Repeat word for word the line with "to the pointed" and every line after it until the records below run out.

[Start of Provided records]

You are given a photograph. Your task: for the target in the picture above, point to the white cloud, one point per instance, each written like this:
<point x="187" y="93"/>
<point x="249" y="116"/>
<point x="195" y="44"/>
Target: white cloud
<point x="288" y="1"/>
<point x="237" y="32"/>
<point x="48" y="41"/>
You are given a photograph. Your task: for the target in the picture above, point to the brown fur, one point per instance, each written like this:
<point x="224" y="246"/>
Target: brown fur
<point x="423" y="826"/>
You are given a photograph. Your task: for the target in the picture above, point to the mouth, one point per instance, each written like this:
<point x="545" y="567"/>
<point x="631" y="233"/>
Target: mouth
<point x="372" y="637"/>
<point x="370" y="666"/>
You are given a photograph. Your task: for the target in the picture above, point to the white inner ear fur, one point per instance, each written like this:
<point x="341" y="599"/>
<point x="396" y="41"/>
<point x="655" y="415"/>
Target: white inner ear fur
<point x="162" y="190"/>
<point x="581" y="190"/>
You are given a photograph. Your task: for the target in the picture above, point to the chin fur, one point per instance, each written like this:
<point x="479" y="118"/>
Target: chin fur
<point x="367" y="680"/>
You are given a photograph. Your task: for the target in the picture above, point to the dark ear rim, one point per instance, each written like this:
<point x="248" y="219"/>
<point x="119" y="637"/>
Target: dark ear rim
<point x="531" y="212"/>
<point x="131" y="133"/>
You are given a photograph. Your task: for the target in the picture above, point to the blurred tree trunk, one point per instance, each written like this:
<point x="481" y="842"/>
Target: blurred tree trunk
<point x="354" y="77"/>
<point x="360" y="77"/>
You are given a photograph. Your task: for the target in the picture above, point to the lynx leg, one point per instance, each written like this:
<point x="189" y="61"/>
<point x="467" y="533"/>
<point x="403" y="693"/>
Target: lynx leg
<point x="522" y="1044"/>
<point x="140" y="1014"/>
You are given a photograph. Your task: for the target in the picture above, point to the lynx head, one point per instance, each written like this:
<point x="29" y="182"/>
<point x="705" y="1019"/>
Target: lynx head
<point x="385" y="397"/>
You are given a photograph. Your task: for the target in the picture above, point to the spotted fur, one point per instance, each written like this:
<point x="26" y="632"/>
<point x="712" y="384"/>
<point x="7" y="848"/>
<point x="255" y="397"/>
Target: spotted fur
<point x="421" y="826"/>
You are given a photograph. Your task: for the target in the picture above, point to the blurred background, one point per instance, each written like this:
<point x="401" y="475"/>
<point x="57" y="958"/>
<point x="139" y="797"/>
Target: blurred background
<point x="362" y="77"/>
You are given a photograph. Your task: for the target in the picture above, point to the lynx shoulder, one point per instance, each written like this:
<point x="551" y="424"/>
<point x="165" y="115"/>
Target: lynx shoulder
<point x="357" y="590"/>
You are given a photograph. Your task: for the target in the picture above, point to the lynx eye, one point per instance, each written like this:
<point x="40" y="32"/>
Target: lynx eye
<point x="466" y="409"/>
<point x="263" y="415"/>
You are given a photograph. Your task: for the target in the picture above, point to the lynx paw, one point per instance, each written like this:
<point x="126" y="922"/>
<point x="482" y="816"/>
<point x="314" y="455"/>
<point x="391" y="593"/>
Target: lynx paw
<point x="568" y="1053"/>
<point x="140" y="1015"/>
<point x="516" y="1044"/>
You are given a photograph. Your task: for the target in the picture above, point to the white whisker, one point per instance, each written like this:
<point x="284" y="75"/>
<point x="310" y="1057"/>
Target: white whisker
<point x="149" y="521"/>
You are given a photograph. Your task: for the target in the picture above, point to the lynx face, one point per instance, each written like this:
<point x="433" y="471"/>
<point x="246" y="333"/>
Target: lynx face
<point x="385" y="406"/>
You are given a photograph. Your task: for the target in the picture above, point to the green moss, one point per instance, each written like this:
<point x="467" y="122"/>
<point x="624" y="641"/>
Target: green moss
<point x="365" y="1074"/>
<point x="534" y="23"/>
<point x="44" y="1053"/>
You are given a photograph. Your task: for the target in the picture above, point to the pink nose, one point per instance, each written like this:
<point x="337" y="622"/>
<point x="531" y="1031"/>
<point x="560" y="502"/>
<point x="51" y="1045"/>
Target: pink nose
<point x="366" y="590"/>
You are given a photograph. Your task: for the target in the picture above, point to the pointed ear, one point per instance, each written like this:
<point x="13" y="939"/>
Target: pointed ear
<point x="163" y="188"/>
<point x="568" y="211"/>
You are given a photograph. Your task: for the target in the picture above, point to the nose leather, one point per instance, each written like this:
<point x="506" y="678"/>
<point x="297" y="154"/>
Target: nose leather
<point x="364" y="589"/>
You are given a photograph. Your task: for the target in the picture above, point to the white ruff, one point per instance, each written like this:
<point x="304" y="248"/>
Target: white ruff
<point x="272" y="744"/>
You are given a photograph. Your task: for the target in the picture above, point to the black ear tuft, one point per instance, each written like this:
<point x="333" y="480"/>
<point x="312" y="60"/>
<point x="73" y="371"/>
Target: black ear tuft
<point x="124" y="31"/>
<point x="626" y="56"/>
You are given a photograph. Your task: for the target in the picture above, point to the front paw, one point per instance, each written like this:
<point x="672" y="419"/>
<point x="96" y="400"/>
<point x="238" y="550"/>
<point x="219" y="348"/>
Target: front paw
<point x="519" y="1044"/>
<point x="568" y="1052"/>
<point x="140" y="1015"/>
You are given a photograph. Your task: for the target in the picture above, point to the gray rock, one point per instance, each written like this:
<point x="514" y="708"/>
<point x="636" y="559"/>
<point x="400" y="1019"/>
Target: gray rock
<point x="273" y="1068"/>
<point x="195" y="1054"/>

[End of Provided records]

■ Exercise output
You are given a photograph. Your task: for the target in the picture above, point to the pointed ear, one point per instance, each written like this:
<point x="13" y="939"/>
Target: pointed ear
<point x="163" y="188"/>
<point x="568" y="211"/>
You are given a photograph. Your task: for the target in the picture above, point to the nose leather, one point per instance, each written like this:
<point x="506" y="678"/>
<point x="297" y="154"/>
Target: nose leather
<point x="364" y="589"/>
You are given a photograph. Your task: for the target in the picture above, point to the white ruff, one point per instance, each written like this:
<point x="304" y="248"/>
Target: white ruff
<point x="272" y="744"/>
You are given a photograph. Your task: for the target in the picture above, point to the black ear tuft, one point per instance, each written like this:
<point x="333" y="480"/>
<point x="312" y="60"/>
<point x="73" y="371"/>
Target: black ear tuft
<point x="124" y="31"/>
<point x="626" y="56"/>
You are given a photograph. Your task: for the target in the picture above, point to the front paw, one point per instance, each written like this:
<point x="672" y="419"/>
<point x="96" y="400"/>
<point x="238" y="550"/>
<point x="219" y="348"/>
Target: front paw
<point x="519" y="1044"/>
<point x="568" y="1052"/>
<point x="140" y="1015"/>
You are given a photograph. Your task: for the target in the picture above, point to the gray rock, one point per instance, each written like this:
<point x="514" y="708"/>
<point x="636" y="559"/>
<point x="400" y="1019"/>
Target: gray rock
<point x="273" y="1068"/>
<point x="195" y="1054"/>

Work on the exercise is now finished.